>> begin TEXT EXTRACT

Smithyland:
adventures in North Island places, history, and poetry
Scott
Hamilton
In a career that spanned fifty years
Kendrick Smithyman wrote thousands of poems, yet interest in his work
remains confined to a relatively small circle of readers. Smithyman
is popular with other poets and with scholars of literature, but he
has often been seen by the wider public as a 'difficult' or 'academic'
writer. This view is regrettable, because Smithyman was a man who
had a great deal to say to his fellow Kiwis.
From the beginning until the end of his
career, Smithyman was preoccupied with New Zealand, and with the challenges
of being an intellectual and a poet in New Zealand. Smithyman's poems
are suffused with the scenery, history, and speech of his homeland.

>> end TEXT EXTRACT
>> begin RECORD EXTRACTS

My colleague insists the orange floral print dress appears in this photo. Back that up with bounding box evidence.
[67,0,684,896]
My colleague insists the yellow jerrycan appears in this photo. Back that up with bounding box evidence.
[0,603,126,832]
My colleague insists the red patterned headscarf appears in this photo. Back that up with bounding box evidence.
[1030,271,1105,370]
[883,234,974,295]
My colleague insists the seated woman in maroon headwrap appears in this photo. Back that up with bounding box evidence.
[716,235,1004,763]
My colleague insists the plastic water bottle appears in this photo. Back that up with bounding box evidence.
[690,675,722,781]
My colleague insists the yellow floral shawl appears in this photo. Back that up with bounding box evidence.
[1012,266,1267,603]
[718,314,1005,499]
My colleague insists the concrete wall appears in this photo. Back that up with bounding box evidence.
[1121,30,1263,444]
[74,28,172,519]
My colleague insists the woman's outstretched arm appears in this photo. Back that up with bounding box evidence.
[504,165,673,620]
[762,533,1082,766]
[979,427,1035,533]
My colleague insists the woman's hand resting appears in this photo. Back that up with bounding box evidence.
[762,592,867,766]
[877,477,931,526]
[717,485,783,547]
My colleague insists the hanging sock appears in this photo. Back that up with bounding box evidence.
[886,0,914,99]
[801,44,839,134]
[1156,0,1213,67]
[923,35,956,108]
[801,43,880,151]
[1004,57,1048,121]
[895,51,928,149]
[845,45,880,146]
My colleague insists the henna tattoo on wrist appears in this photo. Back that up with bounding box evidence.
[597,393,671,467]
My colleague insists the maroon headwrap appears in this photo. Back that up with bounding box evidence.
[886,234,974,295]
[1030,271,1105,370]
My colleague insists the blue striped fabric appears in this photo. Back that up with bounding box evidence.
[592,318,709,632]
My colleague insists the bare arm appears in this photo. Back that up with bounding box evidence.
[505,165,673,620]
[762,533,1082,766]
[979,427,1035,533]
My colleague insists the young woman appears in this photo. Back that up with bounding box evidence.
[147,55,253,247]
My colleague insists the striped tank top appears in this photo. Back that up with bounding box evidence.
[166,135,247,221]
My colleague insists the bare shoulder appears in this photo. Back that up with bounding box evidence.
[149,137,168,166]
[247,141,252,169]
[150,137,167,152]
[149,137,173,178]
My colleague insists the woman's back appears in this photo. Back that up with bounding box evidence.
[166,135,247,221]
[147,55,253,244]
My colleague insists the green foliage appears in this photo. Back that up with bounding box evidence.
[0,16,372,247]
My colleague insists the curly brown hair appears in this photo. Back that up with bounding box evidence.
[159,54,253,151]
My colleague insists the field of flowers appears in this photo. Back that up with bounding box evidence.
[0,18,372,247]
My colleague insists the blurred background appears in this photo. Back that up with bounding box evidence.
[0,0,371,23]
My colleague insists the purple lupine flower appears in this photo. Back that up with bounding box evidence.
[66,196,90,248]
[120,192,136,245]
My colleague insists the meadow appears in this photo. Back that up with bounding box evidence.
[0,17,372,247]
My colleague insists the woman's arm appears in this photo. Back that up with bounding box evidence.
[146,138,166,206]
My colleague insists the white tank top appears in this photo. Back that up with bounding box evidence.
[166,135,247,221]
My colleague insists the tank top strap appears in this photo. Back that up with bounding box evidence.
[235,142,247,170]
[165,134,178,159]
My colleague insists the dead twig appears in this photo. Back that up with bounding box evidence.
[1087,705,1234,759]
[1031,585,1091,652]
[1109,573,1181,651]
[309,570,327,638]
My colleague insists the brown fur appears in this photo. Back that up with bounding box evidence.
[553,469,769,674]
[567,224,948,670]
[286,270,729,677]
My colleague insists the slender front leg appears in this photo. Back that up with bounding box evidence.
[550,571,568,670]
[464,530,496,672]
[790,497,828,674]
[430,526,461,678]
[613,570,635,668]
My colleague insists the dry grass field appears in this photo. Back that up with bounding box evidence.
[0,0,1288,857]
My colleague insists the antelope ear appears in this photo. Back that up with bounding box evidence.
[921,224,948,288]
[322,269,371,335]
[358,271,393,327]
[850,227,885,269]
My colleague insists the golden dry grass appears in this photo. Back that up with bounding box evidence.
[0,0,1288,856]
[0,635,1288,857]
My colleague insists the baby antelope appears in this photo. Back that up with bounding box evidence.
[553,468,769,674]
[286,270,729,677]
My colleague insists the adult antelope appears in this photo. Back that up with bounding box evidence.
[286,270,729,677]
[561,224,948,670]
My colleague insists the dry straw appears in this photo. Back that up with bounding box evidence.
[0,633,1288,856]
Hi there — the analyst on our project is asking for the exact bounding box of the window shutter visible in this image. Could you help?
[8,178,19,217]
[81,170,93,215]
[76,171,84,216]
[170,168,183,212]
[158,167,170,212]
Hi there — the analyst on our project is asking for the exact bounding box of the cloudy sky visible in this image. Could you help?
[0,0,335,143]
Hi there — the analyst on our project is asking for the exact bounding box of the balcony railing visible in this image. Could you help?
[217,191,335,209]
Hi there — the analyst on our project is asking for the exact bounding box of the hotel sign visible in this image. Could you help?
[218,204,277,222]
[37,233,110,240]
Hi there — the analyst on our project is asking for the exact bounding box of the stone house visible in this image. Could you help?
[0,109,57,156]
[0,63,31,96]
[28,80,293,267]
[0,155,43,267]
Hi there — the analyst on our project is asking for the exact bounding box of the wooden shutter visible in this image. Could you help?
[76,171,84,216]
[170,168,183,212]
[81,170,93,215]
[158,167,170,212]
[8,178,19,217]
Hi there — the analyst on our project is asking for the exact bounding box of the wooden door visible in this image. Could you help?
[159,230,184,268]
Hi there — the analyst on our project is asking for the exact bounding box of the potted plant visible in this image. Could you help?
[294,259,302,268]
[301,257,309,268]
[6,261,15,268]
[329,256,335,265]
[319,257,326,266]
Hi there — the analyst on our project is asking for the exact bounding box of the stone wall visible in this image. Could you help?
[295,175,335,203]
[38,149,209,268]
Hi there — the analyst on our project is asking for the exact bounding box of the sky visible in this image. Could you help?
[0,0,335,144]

>> end RECORD EXTRACTS

◆ OBJECTIVE: Pick up the essay on Kendrick Smithyman's poetry after its final sentence and write the next part.

◆ TASK RESPONSE:
If the language of Smithyman's poems is sometimes difficult, this
is only because the society he is dealing with is complex, and he
wishes to do justice to its complexity. The poems Smithyman left behind
are meticulously crafted, multi-faceted portraits of New Zealand's
past, its present, and its possible futures. They should be seen as
part of the cultural inheritance of every Kiwi.
A mixture of travel writing, literary
criticism, and sociological survey, Smithyland is an attempt
to bring Kendrick Smithyman's poetry to a wider audience by showing
its broad relevance to New Zealanders. Ranging from the muddy shores
of the Hokianga to the suburbs of Auckland to the forests of the Ureweras, Scott
Hamilton explores the locations of a series of Smithyman's poems,
and considers the meanings these poems and places hold for us today.
Chatting with professors, potheads, and political activists, and
taking part in pighunts and archaeological surveys, Hamilton gives
a vivid and sometimes disconcerting portrait of the weird and yet
familiar place called 'Smithyland'.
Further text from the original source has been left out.